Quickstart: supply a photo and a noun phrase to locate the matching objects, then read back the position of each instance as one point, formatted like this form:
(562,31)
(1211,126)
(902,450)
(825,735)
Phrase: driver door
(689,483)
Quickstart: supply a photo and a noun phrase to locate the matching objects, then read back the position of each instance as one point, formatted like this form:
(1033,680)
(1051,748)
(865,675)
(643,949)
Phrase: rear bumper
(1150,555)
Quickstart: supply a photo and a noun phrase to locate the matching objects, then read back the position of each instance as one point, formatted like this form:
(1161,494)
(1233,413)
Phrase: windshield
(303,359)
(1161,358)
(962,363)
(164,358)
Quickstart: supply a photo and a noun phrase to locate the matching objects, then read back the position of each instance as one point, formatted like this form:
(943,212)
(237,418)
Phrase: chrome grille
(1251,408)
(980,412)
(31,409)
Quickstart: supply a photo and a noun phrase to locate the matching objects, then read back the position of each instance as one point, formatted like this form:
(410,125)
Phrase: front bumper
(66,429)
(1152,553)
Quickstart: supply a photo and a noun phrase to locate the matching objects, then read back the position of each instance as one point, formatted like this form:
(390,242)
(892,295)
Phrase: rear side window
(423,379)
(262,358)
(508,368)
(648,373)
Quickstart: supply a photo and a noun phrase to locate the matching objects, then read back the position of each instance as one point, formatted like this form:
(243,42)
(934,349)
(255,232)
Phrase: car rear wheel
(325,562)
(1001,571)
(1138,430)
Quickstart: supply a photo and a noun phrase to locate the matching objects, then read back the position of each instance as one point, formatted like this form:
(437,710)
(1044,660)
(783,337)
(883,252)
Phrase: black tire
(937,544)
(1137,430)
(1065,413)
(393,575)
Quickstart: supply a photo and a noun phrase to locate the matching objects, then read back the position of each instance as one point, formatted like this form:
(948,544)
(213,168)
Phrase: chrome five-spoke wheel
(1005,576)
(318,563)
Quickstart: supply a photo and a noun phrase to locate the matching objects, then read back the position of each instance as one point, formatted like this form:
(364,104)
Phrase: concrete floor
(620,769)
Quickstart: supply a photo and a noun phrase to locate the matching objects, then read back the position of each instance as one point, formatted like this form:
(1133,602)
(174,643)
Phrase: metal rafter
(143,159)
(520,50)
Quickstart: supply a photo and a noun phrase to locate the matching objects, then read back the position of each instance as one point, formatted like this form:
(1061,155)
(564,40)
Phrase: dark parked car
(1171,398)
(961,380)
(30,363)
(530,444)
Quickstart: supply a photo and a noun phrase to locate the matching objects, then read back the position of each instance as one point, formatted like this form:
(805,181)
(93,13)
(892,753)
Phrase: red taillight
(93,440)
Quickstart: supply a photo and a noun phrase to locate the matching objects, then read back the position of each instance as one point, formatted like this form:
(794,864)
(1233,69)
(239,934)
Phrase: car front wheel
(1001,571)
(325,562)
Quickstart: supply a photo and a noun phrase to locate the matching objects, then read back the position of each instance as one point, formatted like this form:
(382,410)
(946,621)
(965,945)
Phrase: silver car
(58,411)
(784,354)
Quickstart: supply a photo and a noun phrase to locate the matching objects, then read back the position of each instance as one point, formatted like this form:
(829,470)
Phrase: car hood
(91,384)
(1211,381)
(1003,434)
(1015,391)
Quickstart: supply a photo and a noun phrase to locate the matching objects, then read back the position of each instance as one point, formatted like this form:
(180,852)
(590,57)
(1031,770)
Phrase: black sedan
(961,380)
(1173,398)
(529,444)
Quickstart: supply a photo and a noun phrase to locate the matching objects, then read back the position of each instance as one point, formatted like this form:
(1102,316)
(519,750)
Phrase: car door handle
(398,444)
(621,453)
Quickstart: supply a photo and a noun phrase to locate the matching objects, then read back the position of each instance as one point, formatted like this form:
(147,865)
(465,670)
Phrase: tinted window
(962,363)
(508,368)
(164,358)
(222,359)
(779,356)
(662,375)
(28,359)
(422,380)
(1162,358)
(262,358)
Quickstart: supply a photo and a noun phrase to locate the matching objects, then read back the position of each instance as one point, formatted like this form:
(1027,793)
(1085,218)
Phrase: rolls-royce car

Exercise →
Set down all of the data above, word for word.

Task output →
Quickstart: supply a photo and a noun phrase to locate the matching objects, then read back the position of each instance as one point, formatted like this form:
(562,31)
(1211,126)
(902,450)
(825,735)
Phrase: driver door
(689,483)
Quickstart: supply a photo and a noun phrase to locate the matching objects, then read back the position of each instance as one point, formatted like this form:
(1033,680)
(1051,748)
(865,675)
(643,949)
Phrase: rear bumper
(1150,555)
Quickstart: supply a photo and a noun phrase to locate the matching objects, then read back the position of each instance as one point, formatted like this form:
(1161,494)
(1233,413)
Phrase: windshield
(303,359)
(1161,358)
(962,363)
(164,358)
Quickstart: supply a photo and a noun phrase to locate the matching objects, then read back the position of each instance as one point, formatted like this form:
(943,212)
(237,418)
Phrase: chrome grille
(1251,408)
(980,412)
(31,409)
Quickstart: supply a photo and a noun phrase to locate the matching objects, then read back the position of each instance as one point, formatted like this form:
(410,125)
Phrase: front bumper
(66,429)
(1152,553)
Quickstart: supply a photo and a noun phrase to locate the matching objects, then read back the position of each instance as one point, formatted like this form:
(390,242)
(892,295)
Phrase: rear side window
(423,379)
(262,358)
(508,368)
(648,373)
Quickstart: supply a photo and a noun phrase to locate the matching objects, then read back the position of each instance as one point, formatted like this form:
(243,42)
(934,349)
(255,232)
Phrase: car rear wheel
(325,562)
(1001,571)
(1138,430)
Quickstart: supply a photo and a noun phrase to locate the matching objects, then read back the position of each instance as one point, formatted like this form:
(437,710)
(1044,660)
(783,337)
(883,252)
Phrase: black tire
(937,544)
(1137,430)
(1065,413)
(393,575)
Quickstart: supply a photo and a noun phrase to locate the matching objects, then read back the position of each instance as one point, formatted like this form:
(948,544)
(213,168)
Phrase: chrome five-spoke wheel
(1005,576)
(318,563)
Quickstart: supply a photo and a noun phrase to locate the matching objects, then read back the position of each instance as one point, formatted like this form:
(364,104)
Phrase: concrete floor
(620,769)
Quickstart: supply a photo and a noun phrase to locate the matching objects, then read back the position of each instance as one point, formatted like this form:
(1133,602)
(174,643)
Phrase: metal rafter
(143,159)
(520,50)
Quickstart: supply a photo and a noun phrase to locate the matching objects, then read back the position of each instance as one point, formatted like this form:
(1061,155)
(564,40)
Phrase: dark parked car
(1171,398)
(961,380)
(30,363)
(530,444)
Quickstart: supply a photo and a noun phrase to locate the matching objects, then read back the position of each instance as one point, formatted like this form:
(805,181)
(93,13)
(892,753)
Phrase: red taillight
(93,440)
Quickstart: supply a photo and a noun phrase to locate the matching objects, then read back the position of each instance as one point, formatted like this form:
(794,864)
(1233,69)
(239,934)
Phrase: car front wheel
(1001,571)
(325,562)
Quickstart: supply a photo and a noun phrase to locate the matching objects, then read back the position of each instance as one point, formatted like this form:
(382,410)
(946,621)
(965,945)
Phrase: silver car
(58,411)
(784,354)
Quickstart: supply a photo and a noun phrase to locate the matching objects, then read back the position of each instance as one point, formatted like this form:
(829,470)
Phrase: car hood
(91,384)
(1211,381)
(1003,434)
(1015,391)
Quickstart: supply a photo and a noun phrase to locate the matching objects, then read back the position of each instance as one point, formatted like this form:
(180,852)
(590,57)
(1031,770)
Phrase: black sedan
(961,380)
(1173,398)
(529,444)
Quickstart: supply a photo and a noun phrase to locate the matching objects, then read back the position of each instance as one point, formatted like this form:
(1102,316)
(519,750)
Phrase: car door handle
(398,444)
(621,453)
Quickstart: supply a photo and a noun phrase to locate the matching objects, then read back the position of each instance as one point, formatted like this form:
(147,865)
(465,670)
Phrase: tinted window
(962,363)
(508,368)
(164,358)
(222,359)
(779,356)
(662,375)
(28,359)
(422,380)
(1162,358)
(262,358)
Quickstart: supply a photo and a noun phrase to locate the matching objects, then read back the position of each instance as one point, formatted like this form:
(1027,793)
(1085,218)
Phrase: rolls-royce car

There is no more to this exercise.